[MATERIAL FOR THIS TASK]:
+-------+

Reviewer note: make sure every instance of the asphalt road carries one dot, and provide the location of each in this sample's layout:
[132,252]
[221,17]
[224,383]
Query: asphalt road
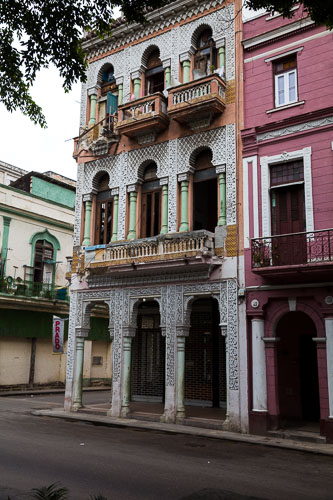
[122,463]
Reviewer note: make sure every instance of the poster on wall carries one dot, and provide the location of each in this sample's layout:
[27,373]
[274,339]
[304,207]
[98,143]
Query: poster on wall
[58,334]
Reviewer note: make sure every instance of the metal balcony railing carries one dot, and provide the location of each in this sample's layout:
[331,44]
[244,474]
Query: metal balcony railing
[292,249]
[19,287]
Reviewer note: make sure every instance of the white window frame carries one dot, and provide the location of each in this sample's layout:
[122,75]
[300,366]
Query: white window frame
[265,162]
[287,99]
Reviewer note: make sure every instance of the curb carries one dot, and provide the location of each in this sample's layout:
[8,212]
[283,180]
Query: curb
[320,449]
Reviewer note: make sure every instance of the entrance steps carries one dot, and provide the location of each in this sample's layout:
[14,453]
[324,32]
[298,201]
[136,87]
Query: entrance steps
[298,435]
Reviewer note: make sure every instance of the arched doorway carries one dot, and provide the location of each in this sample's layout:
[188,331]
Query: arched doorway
[148,356]
[205,368]
[298,386]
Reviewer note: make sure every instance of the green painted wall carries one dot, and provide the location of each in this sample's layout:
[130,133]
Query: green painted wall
[52,192]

+-------+

For this exercise, transcribe the data exactly but without its pictures.

Reviewer note: make sure every instance of the asphalt road carries one dot, and provide the location of each in this sample's layout:
[132,252]
[221,17]
[224,383]
Query: asphalt road
[122,463]
Reviewer note: make sure every instance of the poster on wall carries one dot, and provide the location of each in this sample's layout:
[27,373]
[274,339]
[304,207]
[98,143]
Query: poster on wall
[58,334]
Reviewer note: make sure every instance of the metal balcony railing carries one dot, and provide the location of each in this sample's layout:
[331,44]
[244,474]
Query: metal balcony railing
[292,249]
[19,287]
Reviewer note: make sure every instance of the white window frame carries one dot, and provide the location of each in this sample's layout:
[122,75]
[300,366]
Query: white window frame
[265,162]
[287,99]
Reviewer note: make sure every instance of the curb carries one dot, and provide the location of each in this sample's layout:
[8,212]
[283,180]
Query: curb
[320,449]
Reviewer note: make sure every instance of the entrance steps carries one dot, and provide the location of each in this sample's layout:
[14,453]
[324,32]
[298,201]
[136,87]
Query: entrance steps
[298,435]
Reviewer note: make sure every instance of the arched doorway carries one dot, and provide the location of each in this sample's layout:
[188,331]
Query: arched doorway
[148,356]
[205,368]
[298,386]
Reviewer note: make sure every instance of the green painted wall carries one dot, and provide the location of each in this sample's layout:
[130,133]
Query: green painted wall
[52,192]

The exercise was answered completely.